WHAT THIS TASK INVOLVES:
Show each line of the records in which the word "black" occurs.

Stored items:
------------------------------------------------

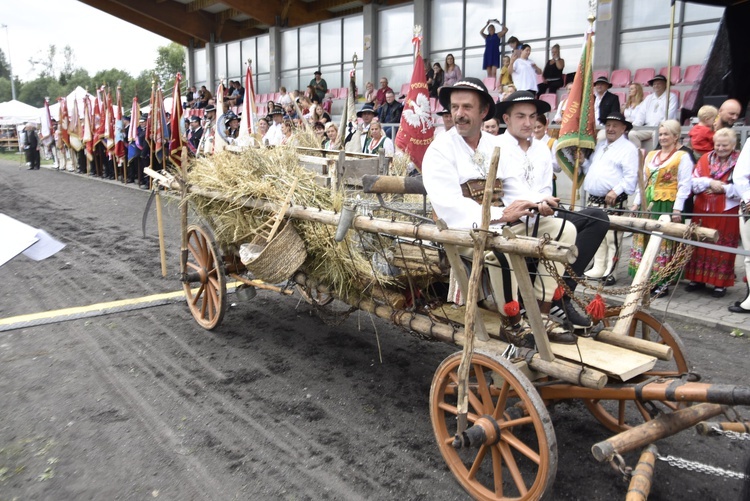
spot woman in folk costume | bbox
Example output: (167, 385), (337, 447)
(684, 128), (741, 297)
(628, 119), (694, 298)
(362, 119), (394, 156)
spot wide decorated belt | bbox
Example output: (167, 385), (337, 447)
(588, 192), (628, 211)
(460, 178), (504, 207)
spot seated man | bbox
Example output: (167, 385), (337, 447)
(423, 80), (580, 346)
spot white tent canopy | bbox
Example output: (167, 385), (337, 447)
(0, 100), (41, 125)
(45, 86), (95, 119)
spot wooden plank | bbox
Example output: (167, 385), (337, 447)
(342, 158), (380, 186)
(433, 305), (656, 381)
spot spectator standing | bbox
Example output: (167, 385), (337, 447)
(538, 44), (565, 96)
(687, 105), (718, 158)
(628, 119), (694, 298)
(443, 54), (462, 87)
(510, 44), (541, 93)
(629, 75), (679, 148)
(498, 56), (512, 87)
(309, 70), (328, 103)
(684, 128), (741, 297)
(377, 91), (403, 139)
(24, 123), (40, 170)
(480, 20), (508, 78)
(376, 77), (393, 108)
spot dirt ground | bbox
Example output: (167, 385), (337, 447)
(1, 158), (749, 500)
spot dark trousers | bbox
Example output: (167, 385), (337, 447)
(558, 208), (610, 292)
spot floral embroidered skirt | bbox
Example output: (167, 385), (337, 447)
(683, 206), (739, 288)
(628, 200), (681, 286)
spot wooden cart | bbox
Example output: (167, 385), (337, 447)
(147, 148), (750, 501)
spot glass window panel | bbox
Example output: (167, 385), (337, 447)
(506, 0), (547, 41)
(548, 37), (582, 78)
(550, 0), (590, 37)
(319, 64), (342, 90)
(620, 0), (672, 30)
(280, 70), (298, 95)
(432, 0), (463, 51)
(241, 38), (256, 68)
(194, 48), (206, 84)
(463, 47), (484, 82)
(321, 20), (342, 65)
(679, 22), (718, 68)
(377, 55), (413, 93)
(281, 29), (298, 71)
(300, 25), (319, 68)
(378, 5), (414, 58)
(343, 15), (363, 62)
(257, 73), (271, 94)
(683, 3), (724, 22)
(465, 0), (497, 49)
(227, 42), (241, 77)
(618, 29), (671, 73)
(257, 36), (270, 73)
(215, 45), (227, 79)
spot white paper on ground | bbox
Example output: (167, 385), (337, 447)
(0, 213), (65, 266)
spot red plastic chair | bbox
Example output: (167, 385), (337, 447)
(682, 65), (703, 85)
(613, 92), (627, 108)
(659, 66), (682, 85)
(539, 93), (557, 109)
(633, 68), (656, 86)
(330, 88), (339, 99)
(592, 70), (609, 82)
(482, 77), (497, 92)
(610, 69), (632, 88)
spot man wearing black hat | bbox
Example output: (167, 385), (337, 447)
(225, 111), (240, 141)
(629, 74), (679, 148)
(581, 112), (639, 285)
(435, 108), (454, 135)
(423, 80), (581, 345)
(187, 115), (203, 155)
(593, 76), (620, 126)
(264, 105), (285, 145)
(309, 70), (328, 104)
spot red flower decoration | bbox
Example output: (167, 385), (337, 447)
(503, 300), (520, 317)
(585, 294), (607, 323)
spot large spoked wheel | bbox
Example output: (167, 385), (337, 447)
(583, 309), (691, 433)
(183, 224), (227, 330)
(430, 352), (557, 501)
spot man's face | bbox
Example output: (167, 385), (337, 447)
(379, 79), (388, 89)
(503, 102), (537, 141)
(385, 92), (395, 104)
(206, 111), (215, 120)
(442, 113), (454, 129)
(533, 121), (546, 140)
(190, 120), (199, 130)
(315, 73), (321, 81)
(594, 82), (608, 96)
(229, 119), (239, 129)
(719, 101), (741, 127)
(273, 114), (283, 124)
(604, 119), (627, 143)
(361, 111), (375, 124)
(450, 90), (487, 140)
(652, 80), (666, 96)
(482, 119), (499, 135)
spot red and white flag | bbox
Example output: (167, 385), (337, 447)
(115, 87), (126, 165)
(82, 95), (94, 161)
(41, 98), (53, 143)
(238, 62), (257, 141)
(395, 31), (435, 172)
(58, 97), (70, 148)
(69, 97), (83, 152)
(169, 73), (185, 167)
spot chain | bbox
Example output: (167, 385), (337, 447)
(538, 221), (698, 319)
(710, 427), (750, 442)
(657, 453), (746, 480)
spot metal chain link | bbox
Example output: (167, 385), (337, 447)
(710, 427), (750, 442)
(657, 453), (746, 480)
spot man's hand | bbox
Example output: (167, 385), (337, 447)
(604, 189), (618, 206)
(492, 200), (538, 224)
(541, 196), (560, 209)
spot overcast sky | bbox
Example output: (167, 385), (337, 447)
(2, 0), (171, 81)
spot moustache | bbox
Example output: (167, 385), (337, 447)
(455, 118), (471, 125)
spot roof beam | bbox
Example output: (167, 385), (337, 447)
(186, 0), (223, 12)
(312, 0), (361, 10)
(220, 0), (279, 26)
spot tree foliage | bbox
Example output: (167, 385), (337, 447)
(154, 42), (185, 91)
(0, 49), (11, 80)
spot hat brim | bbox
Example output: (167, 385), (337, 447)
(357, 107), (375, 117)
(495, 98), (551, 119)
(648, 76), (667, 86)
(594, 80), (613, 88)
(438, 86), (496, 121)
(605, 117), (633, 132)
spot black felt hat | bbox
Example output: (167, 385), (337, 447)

------------------------------------------------

ANSWER FOR THE TASK:
spot man wearing black hat | bbox
spot black felt hat | bbox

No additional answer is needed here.